■ **PROBLEM DESCRIPTION**: Type out the material below exactly.

■ **DATA PROVIDED**:
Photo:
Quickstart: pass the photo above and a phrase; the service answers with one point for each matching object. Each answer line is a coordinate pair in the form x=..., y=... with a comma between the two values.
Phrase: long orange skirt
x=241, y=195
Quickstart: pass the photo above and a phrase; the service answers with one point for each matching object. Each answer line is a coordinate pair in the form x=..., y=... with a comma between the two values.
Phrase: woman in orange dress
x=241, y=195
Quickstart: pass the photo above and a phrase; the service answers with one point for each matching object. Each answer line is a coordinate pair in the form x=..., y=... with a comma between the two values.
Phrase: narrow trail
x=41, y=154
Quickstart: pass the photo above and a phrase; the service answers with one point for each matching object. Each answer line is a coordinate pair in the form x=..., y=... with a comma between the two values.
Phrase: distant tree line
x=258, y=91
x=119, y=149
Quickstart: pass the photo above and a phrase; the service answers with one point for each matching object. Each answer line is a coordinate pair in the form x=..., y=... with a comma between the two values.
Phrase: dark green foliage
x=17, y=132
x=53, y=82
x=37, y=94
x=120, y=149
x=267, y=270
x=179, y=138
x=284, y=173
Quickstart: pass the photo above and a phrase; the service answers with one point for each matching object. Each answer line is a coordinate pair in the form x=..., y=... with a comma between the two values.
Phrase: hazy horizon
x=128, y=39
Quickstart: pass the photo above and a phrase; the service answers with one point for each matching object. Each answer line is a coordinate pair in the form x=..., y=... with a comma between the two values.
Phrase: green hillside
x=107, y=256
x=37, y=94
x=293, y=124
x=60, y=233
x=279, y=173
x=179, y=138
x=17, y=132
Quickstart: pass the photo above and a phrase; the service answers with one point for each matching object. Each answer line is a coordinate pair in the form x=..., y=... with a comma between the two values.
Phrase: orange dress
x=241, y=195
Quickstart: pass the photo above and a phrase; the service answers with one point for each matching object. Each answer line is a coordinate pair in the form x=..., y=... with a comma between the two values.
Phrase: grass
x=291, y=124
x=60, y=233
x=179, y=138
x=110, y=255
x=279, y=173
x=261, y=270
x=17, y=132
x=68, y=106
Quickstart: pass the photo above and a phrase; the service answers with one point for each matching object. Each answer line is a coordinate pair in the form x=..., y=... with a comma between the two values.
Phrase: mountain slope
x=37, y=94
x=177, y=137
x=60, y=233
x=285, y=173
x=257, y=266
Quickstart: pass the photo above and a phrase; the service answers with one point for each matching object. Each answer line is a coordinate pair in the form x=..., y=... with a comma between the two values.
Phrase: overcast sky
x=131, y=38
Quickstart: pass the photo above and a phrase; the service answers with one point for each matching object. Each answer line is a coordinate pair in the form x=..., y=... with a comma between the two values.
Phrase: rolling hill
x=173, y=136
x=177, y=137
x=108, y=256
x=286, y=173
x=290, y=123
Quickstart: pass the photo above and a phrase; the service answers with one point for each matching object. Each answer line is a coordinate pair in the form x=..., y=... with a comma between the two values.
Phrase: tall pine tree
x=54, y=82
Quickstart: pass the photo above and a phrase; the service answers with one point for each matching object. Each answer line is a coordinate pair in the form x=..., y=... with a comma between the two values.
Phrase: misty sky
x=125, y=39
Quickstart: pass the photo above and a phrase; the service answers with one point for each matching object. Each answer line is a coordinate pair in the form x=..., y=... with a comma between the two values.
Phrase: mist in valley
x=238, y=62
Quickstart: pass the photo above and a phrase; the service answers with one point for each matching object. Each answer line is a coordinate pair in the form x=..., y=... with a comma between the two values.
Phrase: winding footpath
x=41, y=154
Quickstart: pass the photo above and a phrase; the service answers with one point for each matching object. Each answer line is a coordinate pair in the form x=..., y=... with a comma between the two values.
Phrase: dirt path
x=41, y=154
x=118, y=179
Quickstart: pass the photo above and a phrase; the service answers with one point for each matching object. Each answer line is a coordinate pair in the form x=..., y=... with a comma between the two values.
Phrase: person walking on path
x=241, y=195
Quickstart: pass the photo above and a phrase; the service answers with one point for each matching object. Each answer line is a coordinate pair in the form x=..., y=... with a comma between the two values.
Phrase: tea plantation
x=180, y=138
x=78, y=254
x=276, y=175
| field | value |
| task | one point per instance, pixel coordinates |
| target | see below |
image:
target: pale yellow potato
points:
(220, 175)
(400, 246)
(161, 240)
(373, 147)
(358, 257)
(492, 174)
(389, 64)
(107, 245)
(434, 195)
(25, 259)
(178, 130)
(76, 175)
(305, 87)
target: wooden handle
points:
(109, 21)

■ **ANSWER FOR THIS EXERCISE**:
Photo:
Quickstart: pass the photo above and a phrase; the service answers with one point for each matching object. Each answer line is a coordinate pair in the form x=..., y=... with a comma between the two values.
Phrase: long orange skirt
x=241, y=195
Quickstart: pass the photo above and a phrase; the service answers with one point for each matching object. Each answer line is a coordinate pair in the form x=..., y=... with a comma between the two values.
Phrase: woman in orange dress
x=241, y=195
Quickstart: pass the photo above and a phrase; the service answers with one point for each matching object. Each answer line is a coordinate pair in the form x=..., y=... with a comma between the two values.
Phrase: narrow trail
x=41, y=154
Quickstart: pass the photo above and a phrase; the service answers with one point for each matching object. Each answer line is a coordinate pair in the form x=..., y=... with a comma between the two values.
Phrase: distant tree line
x=258, y=91
x=119, y=149
Quickstart: pass the photo above and a phrase; the service answers with one point for each matching object. Each answer line is a coordinate pair in the form x=..., y=... with a comma between the two values.
Phrase: dark green foliage
x=17, y=132
x=53, y=82
x=37, y=94
x=120, y=149
x=267, y=270
x=179, y=138
x=284, y=173
Quickstart: pass the photo above and a phrase; the service answers with one point for each matching object. Each answer line is a coordinate pair in the form x=..., y=... with a comma between the two values.
Phrase: hazy horizon
x=128, y=39
Quickstart: pass the photo above and a phrase; the service answers with one point for each matching object. Each answer line is a coordinate pair in the form x=..., y=... with a comma between the two values.
Phrase: green hillside
x=107, y=256
x=37, y=94
x=293, y=124
x=60, y=233
x=279, y=173
x=179, y=138
x=17, y=132
Quickstart: pass the photo above and a phrase; the service answers with one point for each matching object. Each answer line is a coordinate pair in the form x=..., y=... with a comma between the two values.
Phrase: orange dress
x=241, y=195
Quickstart: pass the photo above and a phrase; the service answers with one point for each matching object. Each answer line is a coordinate pair in the form x=..., y=... with a comma between the two values.
Phrase: grass
x=291, y=124
x=60, y=233
x=179, y=138
x=110, y=255
x=279, y=173
x=261, y=270
x=17, y=132
x=68, y=106
Quickstart: pass the photo above and a phrase; the service answers with one point for each matching object. Each answer line is a coordinate pair in the form x=..., y=... with a comma between the two values.
Phrase: mountain slope
x=37, y=94
x=177, y=137
x=60, y=233
x=285, y=173
x=257, y=266
Quickstart: pass the photo above and a phrase; the service answers with one point for each matching object. Each answer line is a coordinate pair in the form x=..., y=... with a comma between the two values.
Phrase: overcast sky
x=131, y=38
Quickstart: pass the photo above and a phrase; the service answers with one point for each matching object. Each answer line is a coordinate pair in the form x=..., y=... with a comma between the two values.
Phrase: rolling hill
x=173, y=136
x=177, y=137
x=108, y=256
x=286, y=173
x=290, y=123
Quickstart: pass the photo above and a phrase; the service answers with one point for each matching object. Each answer line is a coordinate pair in the form x=..., y=... with a comma between the two values.
Phrase: tall pine tree
x=54, y=82
Quickstart: pass the photo above and a phrase; the service answers with one point for each matching object. Each answer line is a coordinate pair in the form x=..., y=... with a comma between the two values.
Phrase: misty sky
x=125, y=39
Quickstart: pass the photo above and a phrase; the service answers with one point for each matching object. Each answer line is a coordinate pair in the form x=..., y=... with a comma between the two values.
Phrase: mist in valley
x=238, y=62
Quickstart: pass the photo above and a phrase; the service answers with one point for each matching object. Each answer line is a coordinate pair in the form x=..., y=... with a comma between the two values.
Phrase: winding footpath
x=41, y=154
Quickstart: pass the photo above and a phrase; the service answers with one point for each matching object. Each answer line is a coordinate pair in the form x=..., y=... with a comma between the two values.
Phrase: dirt path
x=41, y=154
x=118, y=179
Quickstart: pass the photo above and a phrase; the service answers with one point for each matching object. Each answer line is a coordinate pair in the form x=..., y=... with a comma between the two values.
Phrase: person walking on path
x=241, y=195
Quickstart: pass the photo above and a phrase; the service answers with one point for each matching object. Each answer line is a coordinate pair in the form x=..., y=... with a comma between the two values.
Phrase: tea plantation
x=180, y=138
x=78, y=254
x=276, y=175
| field | value |
| task | one point per instance, pixel coordinates |
| target | see below |
image:
target: pale yellow potato
points:
(220, 175)
(400, 246)
(161, 240)
(373, 147)
(358, 257)
(492, 174)
(389, 64)
(107, 245)
(434, 195)
(25, 259)
(178, 130)
(76, 175)
(305, 87)
target: wooden handle
points:
(109, 21)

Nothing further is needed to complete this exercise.